_STATED EXERCISE_. Rewrite the listing from its first line through the line containing "(1235, 708)", changing "bass drum" to "snare drum" and leaving everything else as it is.

-=-=-=-=-

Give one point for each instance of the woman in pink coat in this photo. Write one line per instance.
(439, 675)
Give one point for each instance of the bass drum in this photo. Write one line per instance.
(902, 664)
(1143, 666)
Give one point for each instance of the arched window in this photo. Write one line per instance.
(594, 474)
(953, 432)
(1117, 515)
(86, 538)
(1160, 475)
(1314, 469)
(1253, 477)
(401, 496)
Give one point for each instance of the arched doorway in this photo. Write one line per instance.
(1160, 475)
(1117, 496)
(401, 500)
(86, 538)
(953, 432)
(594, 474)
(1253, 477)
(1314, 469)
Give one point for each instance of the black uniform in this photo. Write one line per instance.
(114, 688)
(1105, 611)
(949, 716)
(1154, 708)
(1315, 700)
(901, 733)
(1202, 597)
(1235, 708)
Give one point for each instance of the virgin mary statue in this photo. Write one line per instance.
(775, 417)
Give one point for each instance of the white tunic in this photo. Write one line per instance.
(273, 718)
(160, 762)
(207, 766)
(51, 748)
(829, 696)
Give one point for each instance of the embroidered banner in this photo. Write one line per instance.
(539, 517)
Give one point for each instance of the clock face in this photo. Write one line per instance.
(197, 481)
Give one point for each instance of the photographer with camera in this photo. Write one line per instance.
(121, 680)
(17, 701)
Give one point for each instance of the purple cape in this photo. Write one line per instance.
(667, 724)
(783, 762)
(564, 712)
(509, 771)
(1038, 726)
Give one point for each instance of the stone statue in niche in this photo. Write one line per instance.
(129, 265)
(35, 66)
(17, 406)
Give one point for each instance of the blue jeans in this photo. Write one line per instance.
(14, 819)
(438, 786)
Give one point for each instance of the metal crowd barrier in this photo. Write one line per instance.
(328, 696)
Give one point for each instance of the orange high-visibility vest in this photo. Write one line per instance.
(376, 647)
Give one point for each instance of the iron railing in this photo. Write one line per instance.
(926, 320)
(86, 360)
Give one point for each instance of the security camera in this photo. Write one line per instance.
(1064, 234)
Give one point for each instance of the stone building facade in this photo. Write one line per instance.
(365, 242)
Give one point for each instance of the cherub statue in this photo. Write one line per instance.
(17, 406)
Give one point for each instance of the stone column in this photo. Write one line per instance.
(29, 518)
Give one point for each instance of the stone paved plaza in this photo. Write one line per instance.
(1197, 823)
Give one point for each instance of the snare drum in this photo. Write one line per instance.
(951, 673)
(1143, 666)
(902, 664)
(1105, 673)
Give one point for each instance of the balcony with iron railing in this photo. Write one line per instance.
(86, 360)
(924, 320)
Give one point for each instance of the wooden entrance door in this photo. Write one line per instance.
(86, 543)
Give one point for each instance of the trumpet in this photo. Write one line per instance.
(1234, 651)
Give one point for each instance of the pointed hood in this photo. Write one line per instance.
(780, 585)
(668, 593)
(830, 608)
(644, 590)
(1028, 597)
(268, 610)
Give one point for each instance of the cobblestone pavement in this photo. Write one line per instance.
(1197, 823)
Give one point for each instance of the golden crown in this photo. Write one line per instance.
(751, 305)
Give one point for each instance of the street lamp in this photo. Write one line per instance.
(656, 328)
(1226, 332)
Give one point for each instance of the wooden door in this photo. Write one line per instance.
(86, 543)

-=-=-=-=-

_EXPECTED ANSWER_.
Give one point for each instance of the woman in pink coat in this photo. Write one line per instance.
(439, 675)
Give one point for each instance of the snare drum in this photo. Write one line per instance.
(902, 664)
(1143, 666)
Give one point for each instance of the arched window in this photo. Write one line per instance.
(594, 474)
(953, 432)
(1117, 515)
(86, 538)
(1160, 475)
(1314, 469)
(1253, 477)
(401, 496)
Give one point for each instance of the arched doorway in this photo. Write one line per instance.
(1160, 475)
(1117, 496)
(401, 500)
(86, 538)
(953, 432)
(594, 474)
(1253, 477)
(1314, 469)
Give one point for each instance of the black uniform in this photo. Write one line per instance.
(114, 688)
(1105, 611)
(949, 716)
(1154, 708)
(1315, 700)
(901, 733)
(1202, 597)
(1235, 708)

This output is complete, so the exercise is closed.